• [STUDY MATERIAL]

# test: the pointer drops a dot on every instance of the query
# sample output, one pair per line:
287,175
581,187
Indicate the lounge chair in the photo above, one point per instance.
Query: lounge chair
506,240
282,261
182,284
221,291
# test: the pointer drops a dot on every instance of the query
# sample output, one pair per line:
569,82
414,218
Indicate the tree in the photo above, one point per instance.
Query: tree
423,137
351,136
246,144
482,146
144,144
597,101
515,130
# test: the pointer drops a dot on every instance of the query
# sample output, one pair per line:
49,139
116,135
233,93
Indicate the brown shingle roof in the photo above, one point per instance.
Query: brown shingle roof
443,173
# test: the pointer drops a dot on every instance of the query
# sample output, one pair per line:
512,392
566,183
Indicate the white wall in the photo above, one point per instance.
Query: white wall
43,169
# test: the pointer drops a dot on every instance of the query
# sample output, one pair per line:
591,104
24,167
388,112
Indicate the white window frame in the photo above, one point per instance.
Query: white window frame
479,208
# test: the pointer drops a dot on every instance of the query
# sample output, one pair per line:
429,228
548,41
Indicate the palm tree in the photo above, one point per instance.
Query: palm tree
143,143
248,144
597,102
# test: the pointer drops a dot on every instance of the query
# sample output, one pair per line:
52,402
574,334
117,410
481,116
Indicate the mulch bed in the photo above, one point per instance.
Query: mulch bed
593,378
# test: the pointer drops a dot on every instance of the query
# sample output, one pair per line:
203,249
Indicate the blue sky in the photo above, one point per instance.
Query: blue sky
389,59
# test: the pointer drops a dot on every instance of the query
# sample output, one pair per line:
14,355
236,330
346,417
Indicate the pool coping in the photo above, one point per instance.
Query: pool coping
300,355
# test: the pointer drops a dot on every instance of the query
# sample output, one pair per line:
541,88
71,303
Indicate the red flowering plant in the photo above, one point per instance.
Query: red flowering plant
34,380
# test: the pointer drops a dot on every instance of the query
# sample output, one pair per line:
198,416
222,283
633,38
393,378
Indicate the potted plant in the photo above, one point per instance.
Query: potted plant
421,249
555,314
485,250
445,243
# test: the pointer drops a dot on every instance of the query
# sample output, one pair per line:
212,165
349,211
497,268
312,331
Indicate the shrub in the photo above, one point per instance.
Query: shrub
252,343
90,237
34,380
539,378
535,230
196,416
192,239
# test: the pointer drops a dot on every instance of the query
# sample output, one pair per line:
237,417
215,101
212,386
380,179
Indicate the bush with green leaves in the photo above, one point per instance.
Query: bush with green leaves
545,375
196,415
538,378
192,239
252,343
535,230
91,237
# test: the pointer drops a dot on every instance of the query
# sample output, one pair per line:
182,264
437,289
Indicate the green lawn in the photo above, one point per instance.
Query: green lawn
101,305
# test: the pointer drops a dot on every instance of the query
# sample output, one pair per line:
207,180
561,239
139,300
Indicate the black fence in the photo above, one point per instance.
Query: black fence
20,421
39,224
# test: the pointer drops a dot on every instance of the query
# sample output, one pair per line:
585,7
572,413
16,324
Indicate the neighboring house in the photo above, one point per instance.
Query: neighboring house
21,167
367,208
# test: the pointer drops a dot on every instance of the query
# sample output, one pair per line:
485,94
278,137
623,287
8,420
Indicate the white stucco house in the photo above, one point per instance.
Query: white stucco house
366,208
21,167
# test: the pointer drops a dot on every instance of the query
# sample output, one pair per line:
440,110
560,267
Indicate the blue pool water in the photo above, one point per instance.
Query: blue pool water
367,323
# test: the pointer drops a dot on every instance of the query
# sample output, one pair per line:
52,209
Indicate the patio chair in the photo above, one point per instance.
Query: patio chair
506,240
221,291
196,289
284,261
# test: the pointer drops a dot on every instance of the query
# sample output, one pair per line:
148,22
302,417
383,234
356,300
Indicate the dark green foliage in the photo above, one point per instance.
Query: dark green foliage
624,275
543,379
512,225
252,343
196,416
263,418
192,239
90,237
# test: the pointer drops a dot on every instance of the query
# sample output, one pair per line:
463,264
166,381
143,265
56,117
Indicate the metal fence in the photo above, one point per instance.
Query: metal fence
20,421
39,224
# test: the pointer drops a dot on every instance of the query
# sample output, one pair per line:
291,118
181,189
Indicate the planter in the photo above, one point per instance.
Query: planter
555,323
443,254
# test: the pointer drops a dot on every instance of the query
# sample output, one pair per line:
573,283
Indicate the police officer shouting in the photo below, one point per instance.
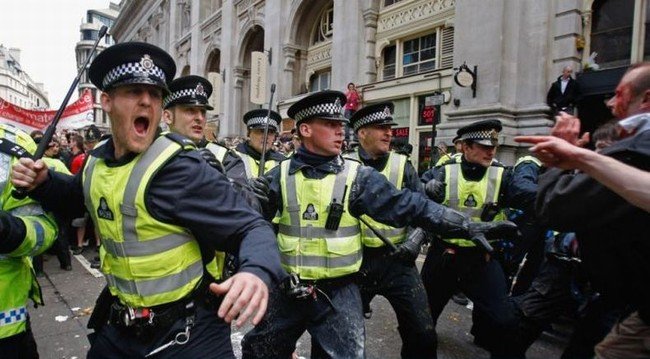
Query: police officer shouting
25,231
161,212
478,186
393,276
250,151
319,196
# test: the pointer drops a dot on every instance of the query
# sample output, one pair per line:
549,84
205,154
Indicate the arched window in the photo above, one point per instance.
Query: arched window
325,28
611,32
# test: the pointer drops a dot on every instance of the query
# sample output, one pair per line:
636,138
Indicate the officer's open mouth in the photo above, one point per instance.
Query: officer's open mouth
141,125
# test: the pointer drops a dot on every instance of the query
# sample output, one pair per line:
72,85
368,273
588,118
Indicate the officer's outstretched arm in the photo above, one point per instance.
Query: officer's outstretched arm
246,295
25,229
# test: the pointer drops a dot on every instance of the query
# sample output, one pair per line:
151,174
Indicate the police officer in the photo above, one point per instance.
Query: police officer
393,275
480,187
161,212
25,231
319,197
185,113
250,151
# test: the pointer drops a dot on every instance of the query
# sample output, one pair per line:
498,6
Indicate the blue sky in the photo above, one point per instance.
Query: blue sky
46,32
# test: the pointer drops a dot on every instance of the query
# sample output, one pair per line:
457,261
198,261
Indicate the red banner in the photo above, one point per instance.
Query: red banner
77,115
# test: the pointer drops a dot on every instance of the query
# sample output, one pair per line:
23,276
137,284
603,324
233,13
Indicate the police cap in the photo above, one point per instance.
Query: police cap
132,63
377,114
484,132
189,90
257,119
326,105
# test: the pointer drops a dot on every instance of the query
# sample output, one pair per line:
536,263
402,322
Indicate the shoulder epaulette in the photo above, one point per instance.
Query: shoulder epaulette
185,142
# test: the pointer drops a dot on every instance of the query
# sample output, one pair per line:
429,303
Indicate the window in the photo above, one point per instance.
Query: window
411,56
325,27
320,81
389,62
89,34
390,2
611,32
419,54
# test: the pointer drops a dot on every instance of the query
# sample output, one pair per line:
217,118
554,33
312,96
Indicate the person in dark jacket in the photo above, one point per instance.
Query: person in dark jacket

...

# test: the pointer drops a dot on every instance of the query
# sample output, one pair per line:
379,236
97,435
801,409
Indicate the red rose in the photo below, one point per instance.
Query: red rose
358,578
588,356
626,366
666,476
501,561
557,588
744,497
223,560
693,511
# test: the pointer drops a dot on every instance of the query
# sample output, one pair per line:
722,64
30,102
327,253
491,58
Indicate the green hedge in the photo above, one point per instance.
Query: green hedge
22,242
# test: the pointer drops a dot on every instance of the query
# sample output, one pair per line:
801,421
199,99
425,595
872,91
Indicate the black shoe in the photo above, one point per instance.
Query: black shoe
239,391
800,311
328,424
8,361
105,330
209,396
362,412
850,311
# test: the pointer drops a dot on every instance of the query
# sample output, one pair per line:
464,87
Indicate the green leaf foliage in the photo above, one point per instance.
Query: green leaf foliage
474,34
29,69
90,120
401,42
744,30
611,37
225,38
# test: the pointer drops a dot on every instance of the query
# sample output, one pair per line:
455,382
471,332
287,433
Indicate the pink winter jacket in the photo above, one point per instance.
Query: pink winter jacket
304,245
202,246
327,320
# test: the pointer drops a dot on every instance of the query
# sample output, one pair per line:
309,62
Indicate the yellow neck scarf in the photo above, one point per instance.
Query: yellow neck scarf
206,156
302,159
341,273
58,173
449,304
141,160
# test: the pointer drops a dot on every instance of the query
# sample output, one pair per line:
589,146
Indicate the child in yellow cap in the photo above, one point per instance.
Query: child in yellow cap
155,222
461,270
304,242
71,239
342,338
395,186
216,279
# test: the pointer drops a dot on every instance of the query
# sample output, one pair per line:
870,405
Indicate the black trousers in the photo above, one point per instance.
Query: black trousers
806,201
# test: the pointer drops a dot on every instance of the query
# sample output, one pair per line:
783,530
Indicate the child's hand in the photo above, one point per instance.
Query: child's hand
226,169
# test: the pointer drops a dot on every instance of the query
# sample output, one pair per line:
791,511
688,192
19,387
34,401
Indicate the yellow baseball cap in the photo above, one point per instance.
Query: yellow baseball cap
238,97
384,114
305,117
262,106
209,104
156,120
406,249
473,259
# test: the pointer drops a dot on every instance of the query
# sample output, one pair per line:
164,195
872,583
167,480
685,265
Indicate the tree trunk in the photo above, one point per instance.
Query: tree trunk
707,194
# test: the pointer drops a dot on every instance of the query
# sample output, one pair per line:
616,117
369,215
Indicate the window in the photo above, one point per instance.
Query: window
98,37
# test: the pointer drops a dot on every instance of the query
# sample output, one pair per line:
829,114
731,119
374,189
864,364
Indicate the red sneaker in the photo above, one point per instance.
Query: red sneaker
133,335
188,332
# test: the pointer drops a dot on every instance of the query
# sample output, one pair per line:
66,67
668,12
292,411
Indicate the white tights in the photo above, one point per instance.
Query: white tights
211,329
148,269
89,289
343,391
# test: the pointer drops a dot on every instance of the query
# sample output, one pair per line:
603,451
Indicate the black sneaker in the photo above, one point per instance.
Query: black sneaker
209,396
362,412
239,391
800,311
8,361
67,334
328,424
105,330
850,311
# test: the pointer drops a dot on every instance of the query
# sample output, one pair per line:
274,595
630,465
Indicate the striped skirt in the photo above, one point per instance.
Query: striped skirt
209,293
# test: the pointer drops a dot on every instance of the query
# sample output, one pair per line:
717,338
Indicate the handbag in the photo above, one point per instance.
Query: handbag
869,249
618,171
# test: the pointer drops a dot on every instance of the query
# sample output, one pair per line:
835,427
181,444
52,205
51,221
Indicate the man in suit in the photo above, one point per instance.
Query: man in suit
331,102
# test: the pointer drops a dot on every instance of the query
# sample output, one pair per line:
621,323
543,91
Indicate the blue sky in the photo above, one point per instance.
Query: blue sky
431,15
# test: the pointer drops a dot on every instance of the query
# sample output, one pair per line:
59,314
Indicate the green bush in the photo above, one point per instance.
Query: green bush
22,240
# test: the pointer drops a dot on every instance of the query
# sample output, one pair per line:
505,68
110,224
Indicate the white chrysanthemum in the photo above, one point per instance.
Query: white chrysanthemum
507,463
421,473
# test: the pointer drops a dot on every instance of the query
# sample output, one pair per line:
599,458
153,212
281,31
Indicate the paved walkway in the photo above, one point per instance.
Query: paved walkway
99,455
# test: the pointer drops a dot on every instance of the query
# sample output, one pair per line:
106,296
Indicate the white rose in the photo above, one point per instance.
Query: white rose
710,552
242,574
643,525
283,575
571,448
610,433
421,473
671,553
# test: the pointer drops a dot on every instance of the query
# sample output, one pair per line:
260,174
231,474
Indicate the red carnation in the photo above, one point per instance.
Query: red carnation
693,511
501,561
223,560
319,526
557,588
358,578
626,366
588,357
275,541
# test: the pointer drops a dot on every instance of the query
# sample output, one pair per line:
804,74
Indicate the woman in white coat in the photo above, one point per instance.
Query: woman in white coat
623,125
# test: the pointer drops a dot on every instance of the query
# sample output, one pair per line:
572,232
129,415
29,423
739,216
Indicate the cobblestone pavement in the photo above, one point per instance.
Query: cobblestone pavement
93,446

---

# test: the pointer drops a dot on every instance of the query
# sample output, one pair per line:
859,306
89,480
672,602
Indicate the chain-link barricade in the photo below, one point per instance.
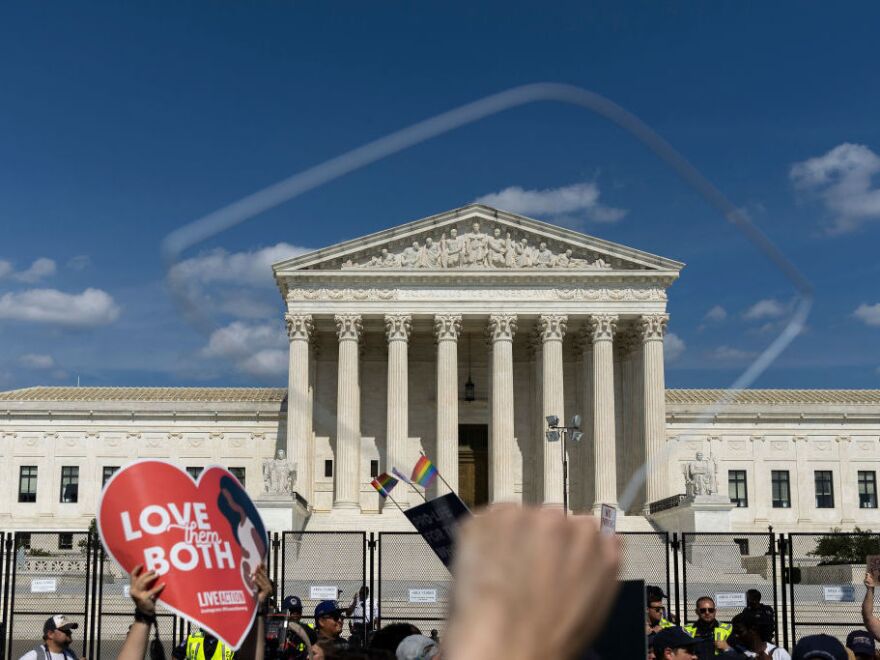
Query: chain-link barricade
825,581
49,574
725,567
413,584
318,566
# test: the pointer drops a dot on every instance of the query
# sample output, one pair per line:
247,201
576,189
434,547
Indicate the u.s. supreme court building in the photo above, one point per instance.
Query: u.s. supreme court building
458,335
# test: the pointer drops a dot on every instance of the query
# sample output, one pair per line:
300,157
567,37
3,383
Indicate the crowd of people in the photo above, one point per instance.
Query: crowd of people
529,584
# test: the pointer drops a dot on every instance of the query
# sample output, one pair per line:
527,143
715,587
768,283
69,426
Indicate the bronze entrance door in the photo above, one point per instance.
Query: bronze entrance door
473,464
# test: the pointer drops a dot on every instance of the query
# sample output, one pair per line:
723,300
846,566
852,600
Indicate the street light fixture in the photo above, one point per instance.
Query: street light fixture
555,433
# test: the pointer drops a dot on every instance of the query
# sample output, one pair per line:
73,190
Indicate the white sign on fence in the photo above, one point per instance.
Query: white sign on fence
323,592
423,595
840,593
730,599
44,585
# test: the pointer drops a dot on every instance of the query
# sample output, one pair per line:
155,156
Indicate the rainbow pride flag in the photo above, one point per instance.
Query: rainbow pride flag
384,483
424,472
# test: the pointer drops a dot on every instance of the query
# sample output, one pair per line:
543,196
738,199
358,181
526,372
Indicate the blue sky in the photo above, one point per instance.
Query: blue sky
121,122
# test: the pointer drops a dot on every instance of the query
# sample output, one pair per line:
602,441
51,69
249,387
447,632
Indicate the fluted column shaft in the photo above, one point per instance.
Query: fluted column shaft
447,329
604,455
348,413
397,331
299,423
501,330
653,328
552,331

• [PROBLEM TO SOLVE] Across the whole listing above, find every line with the string "person" and copy it.

• [TASK RESPONSE]
Indicate the person in dark jacket in the photo above, one point per instance.
Query: person in dark jacket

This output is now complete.